Image point grounding data
*** Block opens ***

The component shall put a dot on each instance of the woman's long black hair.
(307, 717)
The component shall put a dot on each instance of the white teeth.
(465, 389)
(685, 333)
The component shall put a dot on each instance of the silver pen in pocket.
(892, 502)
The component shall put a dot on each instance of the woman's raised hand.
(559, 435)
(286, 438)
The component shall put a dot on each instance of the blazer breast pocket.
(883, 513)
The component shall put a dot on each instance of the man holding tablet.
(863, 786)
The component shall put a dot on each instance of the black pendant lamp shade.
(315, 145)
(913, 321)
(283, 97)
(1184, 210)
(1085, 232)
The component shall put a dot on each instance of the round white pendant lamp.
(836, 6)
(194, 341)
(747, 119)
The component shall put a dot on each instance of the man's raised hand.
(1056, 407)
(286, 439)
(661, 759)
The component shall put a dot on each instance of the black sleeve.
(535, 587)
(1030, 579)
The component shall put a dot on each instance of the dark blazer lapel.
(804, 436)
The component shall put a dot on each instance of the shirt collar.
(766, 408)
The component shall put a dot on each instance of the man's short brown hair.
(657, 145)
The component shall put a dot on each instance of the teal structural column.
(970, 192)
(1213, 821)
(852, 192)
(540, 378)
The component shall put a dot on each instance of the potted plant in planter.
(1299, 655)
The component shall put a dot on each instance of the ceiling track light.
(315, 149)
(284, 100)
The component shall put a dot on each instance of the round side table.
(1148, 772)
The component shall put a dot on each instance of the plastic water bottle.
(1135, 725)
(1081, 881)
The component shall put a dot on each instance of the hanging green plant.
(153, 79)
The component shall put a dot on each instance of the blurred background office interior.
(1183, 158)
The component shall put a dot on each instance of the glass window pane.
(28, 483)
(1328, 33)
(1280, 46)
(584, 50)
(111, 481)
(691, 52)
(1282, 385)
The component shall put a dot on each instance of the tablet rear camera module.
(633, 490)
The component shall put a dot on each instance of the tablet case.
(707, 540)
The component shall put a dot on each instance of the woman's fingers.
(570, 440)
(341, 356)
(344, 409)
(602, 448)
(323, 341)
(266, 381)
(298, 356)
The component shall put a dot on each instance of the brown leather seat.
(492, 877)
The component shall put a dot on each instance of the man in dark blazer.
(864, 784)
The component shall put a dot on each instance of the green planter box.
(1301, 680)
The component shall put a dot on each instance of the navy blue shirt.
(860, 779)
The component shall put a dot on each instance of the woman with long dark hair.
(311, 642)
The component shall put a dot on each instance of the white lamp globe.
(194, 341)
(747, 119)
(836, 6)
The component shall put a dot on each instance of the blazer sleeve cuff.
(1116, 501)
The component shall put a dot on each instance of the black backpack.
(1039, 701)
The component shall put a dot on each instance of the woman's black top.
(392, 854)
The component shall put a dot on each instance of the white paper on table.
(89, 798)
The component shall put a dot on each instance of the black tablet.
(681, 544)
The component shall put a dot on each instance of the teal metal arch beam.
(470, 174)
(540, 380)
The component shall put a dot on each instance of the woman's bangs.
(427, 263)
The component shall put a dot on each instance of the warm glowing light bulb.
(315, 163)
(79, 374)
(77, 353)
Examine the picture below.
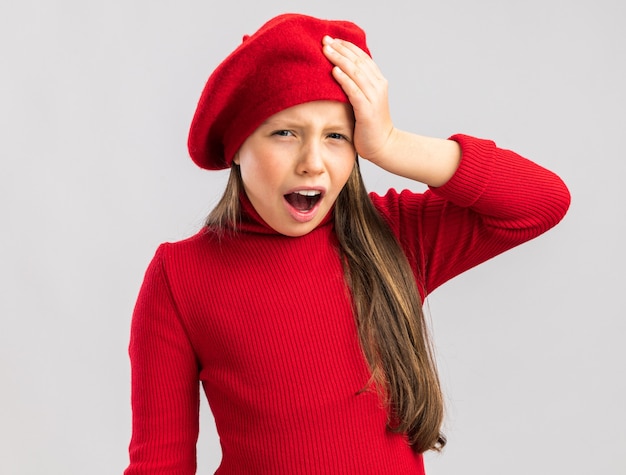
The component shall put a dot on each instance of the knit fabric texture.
(280, 66)
(264, 323)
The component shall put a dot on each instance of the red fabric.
(263, 321)
(263, 76)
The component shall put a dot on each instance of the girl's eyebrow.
(295, 124)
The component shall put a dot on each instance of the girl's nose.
(311, 160)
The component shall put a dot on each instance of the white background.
(95, 104)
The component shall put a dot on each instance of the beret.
(279, 66)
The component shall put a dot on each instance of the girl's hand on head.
(366, 88)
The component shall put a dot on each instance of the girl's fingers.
(355, 63)
(353, 54)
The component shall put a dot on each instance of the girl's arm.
(165, 382)
(482, 199)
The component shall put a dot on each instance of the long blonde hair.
(388, 309)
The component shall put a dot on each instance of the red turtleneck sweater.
(264, 323)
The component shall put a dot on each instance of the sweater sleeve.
(165, 382)
(495, 201)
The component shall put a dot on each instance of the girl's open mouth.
(303, 200)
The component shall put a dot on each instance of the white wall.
(95, 102)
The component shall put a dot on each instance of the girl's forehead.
(332, 111)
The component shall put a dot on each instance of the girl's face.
(295, 164)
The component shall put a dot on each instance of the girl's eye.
(282, 133)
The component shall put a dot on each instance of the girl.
(299, 305)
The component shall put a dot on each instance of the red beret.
(279, 66)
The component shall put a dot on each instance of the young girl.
(299, 305)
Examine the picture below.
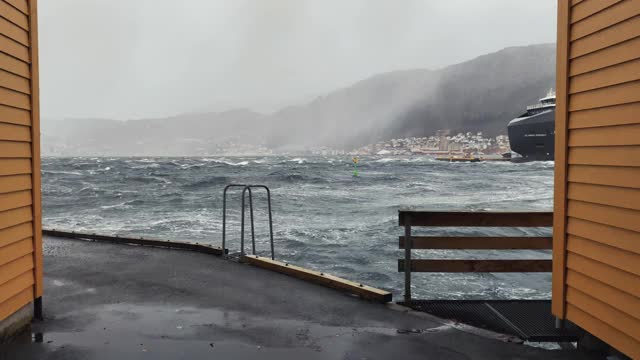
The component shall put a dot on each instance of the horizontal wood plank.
(14, 132)
(14, 82)
(14, 66)
(605, 116)
(14, 15)
(15, 49)
(613, 256)
(16, 250)
(15, 233)
(606, 313)
(610, 16)
(16, 285)
(12, 269)
(603, 292)
(15, 99)
(605, 38)
(12, 115)
(18, 301)
(614, 337)
(605, 155)
(15, 149)
(621, 280)
(607, 195)
(451, 266)
(605, 214)
(15, 200)
(612, 95)
(478, 243)
(15, 166)
(16, 216)
(476, 218)
(334, 282)
(616, 54)
(605, 234)
(14, 183)
(14, 32)
(20, 5)
(609, 76)
(605, 175)
(588, 8)
(605, 136)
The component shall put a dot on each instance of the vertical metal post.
(253, 232)
(408, 243)
(244, 191)
(270, 222)
(224, 217)
(37, 309)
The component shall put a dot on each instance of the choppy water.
(324, 218)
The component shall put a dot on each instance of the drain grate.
(530, 320)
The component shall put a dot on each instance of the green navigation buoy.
(355, 166)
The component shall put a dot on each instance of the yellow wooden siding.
(597, 274)
(20, 229)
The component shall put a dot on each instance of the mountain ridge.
(481, 94)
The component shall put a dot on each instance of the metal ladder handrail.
(246, 188)
(253, 240)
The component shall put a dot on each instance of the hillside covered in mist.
(482, 94)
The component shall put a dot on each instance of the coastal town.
(442, 143)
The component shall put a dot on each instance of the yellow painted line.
(320, 278)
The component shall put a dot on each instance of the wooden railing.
(409, 219)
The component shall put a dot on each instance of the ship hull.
(533, 136)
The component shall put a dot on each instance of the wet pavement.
(107, 301)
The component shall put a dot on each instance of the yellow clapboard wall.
(596, 277)
(20, 218)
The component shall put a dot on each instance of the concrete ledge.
(16, 323)
(320, 278)
(203, 248)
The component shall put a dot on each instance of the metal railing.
(408, 242)
(246, 189)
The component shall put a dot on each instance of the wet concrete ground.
(106, 301)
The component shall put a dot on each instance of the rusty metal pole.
(408, 243)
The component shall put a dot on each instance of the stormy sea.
(324, 217)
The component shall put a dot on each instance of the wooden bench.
(408, 242)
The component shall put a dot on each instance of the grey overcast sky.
(129, 59)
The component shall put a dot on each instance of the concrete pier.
(110, 301)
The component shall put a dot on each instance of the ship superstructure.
(531, 135)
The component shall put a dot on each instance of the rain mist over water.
(324, 218)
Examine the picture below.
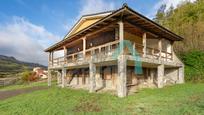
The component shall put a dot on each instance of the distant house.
(40, 72)
(102, 51)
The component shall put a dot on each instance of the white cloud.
(168, 3)
(94, 6)
(25, 41)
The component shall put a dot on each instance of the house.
(40, 72)
(117, 50)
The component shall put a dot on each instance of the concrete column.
(181, 75)
(92, 73)
(49, 59)
(49, 79)
(65, 54)
(144, 41)
(99, 81)
(121, 36)
(160, 48)
(160, 76)
(83, 77)
(84, 47)
(151, 75)
(64, 74)
(122, 76)
(58, 77)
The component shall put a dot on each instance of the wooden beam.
(65, 54)
(160, 48)
(121, 36)
(141, 28)
(102, 29)
(84, 47)
(144, 41)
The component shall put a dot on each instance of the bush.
(29, 76)
(194, 66)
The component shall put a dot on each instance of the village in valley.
(105, 57)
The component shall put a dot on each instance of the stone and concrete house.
(97, 56)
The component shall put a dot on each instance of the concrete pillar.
(160, 48)
(121, 36)
(49, 79)
(65, 55)
(92, 73)
(122, 76)
(160, 76)
(64, 74)
(99, 81)
(181, 75)
(151, 75)
(58, 77)
(84, 47)
(83, 77)
(144, 41)
(52, 58)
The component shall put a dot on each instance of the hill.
(10, 66)
(187, 20)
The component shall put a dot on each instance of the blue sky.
(27, 27)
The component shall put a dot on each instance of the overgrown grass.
(179, 99)
(24, 85)
(194, 66)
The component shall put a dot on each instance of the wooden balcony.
(105, 52)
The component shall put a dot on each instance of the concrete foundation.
(160, 76)
(122, 76)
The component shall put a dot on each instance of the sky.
(27, 27)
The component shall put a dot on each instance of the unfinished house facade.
(102, 51)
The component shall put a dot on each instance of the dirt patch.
(12, 93)
(87, 106)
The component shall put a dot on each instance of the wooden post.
(160, 76)
(65, 55)
(92, 73)
(49, 79)
(172, 49)
(64, 74)
(52, 57)
(133, 49)
(121, 36)
(144, 41)
(49, 59)
(160, 48)
(84, 47)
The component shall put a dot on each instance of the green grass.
(25, 85)
(179, 99)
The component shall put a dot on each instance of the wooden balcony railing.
(106, 50)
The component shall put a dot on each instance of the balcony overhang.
(127, 15)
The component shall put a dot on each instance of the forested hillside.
(187, 20)
(9, 66)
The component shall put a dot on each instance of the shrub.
(29, 76)
(194, 66)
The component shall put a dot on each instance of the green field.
(179, 99)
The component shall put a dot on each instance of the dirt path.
(12, 93)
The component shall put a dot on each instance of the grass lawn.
(179, 99)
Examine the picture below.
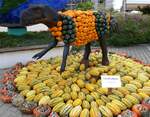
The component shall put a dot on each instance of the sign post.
(110, 82)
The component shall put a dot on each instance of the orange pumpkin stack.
(57, 31)
(85, 27)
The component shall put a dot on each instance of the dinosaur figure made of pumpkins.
(73, 27)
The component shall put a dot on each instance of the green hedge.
(134, 29)
(31, 38)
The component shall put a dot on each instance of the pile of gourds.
(78, 92)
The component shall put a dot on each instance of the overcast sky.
(138, 1)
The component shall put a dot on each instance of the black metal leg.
(42, 53)
(103, 45)
(65, 55)
(87, 52)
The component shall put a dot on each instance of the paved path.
(142, 52)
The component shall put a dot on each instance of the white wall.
(34, 28)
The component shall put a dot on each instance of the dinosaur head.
(38, 14)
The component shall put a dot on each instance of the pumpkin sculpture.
(73, 27)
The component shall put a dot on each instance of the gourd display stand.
(38, 87)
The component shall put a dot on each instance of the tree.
(10, 4)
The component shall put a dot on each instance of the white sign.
(110, 81)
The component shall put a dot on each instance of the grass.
(31, 38)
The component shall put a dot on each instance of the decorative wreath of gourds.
(39, 88)
(80, 27)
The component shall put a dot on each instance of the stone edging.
(4, 50)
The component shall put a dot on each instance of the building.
(129, 4)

*** Block closes ***

- [Work item]: What is needed is an exact copy of the lines from the one containing "of the building." through the final line of the data, both included, and nothing more.

- [Output of the exercise]:
The component shall put a dot on each instance of the building.
(129, 4)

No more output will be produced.